==== DATASET CONTENT ====

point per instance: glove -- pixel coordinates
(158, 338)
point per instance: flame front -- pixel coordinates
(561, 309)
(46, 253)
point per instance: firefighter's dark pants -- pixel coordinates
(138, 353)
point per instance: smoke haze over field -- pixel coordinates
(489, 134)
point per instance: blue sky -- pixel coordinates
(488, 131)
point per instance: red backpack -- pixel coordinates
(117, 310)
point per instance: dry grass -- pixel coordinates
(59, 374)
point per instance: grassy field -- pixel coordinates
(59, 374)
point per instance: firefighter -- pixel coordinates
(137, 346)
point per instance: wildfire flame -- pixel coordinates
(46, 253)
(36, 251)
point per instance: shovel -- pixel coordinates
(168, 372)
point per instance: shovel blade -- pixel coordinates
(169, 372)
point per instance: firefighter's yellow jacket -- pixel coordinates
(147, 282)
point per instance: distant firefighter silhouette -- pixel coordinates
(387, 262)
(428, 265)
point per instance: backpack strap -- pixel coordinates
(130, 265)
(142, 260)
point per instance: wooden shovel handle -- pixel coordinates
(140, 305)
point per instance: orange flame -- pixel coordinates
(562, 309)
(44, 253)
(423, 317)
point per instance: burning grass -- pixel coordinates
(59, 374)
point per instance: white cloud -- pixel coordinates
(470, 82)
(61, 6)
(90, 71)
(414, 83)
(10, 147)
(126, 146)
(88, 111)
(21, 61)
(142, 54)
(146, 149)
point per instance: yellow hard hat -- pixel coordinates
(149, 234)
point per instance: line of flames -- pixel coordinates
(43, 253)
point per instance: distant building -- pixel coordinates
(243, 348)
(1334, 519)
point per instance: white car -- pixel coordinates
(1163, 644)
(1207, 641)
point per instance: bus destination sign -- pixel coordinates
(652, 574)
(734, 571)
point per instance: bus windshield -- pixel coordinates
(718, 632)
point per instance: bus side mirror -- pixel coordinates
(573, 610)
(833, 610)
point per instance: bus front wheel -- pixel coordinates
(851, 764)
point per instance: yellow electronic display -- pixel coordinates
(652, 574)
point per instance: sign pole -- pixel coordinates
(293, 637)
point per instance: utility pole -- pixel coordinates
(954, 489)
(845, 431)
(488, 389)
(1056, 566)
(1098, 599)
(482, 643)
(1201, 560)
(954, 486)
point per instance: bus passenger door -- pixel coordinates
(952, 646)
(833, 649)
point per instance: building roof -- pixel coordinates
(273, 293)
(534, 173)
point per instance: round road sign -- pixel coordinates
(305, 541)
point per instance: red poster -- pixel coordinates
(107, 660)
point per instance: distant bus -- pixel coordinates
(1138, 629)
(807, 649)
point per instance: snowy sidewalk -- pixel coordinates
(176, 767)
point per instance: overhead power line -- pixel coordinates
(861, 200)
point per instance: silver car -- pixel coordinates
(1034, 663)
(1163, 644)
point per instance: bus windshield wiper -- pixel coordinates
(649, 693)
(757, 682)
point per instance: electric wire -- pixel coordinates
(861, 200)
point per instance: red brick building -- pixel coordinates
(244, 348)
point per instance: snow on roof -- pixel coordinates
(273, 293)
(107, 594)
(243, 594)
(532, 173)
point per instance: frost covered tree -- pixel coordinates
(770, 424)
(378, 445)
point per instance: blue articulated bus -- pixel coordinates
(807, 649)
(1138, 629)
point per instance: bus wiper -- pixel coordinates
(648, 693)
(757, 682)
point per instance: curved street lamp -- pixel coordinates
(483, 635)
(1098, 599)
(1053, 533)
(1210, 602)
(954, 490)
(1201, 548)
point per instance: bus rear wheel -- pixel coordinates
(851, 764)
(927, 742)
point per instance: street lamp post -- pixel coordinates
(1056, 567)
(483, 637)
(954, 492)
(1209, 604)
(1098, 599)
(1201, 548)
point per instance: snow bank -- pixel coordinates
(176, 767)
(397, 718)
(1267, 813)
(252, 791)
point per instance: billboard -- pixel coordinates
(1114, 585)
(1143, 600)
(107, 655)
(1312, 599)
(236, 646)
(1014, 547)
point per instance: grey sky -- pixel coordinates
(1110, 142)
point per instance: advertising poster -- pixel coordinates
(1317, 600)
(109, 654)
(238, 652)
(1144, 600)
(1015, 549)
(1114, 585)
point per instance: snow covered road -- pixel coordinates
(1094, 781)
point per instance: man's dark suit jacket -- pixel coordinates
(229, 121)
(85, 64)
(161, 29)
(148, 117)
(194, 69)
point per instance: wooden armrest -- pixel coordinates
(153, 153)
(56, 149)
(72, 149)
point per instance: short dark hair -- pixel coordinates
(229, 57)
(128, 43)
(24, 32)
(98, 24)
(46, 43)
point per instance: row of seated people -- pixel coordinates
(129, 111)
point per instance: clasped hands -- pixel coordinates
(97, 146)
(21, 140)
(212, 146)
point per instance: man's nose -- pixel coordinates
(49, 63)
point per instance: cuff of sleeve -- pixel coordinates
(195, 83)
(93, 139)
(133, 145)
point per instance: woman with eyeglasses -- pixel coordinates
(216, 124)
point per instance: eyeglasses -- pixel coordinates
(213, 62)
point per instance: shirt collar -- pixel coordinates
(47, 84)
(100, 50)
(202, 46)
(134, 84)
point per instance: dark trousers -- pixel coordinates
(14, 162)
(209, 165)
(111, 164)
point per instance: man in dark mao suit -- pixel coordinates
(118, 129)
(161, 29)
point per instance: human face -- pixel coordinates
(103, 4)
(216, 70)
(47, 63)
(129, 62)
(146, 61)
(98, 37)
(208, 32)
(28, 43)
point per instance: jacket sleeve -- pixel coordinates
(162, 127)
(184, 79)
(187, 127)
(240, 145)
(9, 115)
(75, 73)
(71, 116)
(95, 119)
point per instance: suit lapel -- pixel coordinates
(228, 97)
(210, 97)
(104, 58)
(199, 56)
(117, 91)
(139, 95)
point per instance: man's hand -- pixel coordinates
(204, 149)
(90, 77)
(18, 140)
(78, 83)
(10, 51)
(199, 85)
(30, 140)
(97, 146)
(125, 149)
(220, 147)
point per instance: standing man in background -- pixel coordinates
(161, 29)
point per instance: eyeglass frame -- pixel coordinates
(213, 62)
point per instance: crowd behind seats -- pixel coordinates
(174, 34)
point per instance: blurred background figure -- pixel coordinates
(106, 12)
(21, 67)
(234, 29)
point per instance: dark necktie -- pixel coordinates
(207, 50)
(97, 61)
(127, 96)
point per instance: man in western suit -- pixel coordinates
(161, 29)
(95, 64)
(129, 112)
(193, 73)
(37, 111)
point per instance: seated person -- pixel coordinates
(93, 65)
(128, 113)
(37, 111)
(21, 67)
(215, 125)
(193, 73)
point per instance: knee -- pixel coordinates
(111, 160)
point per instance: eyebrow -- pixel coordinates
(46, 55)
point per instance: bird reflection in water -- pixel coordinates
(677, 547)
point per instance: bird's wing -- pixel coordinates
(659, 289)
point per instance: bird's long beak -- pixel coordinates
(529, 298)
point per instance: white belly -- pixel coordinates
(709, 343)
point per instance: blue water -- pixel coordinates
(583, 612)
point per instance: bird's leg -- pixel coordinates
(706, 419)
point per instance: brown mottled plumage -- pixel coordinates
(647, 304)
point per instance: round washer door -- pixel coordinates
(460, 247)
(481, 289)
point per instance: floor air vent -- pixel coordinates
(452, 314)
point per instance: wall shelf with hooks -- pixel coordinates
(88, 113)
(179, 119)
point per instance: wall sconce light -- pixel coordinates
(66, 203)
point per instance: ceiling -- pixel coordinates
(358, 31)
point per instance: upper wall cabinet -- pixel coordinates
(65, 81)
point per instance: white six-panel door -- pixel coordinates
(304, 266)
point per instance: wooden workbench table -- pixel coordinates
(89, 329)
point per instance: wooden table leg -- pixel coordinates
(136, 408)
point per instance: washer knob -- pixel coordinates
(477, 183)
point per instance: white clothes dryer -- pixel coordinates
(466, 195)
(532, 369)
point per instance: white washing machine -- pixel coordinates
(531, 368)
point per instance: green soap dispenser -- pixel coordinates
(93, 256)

====

# WHAT THIS TASK INVOLVES:
Your answer must be the line containing "point per instance: ceiling" through the last line above, copied exactly, with nothing added.

# EXERCISE OUTPUT:
point per instance: ceiling -- pixel coordinates
(358, 31)
point per instance: upper wall cabinet -- pixel coordinates
(65, 81)
point per instance: white six-panel door -- pixel coordinates
(304, 266)
point per instance: wooden workbench table -- pixel coordinates
(89, 329)
point per instance: wooden table leg -- pixel coordinates
(136, 408)
point per instance: washer knob -- pixel coordinates
(477, 183)
point per instance: white clothes dryer -- pixel coordinates
(466, 195)
(532, 369)
point per instance: white washing machine -- pixel coordinates
(531, 368)
point per instance: green soap dispenser -- pixel coordinates
(93, 256)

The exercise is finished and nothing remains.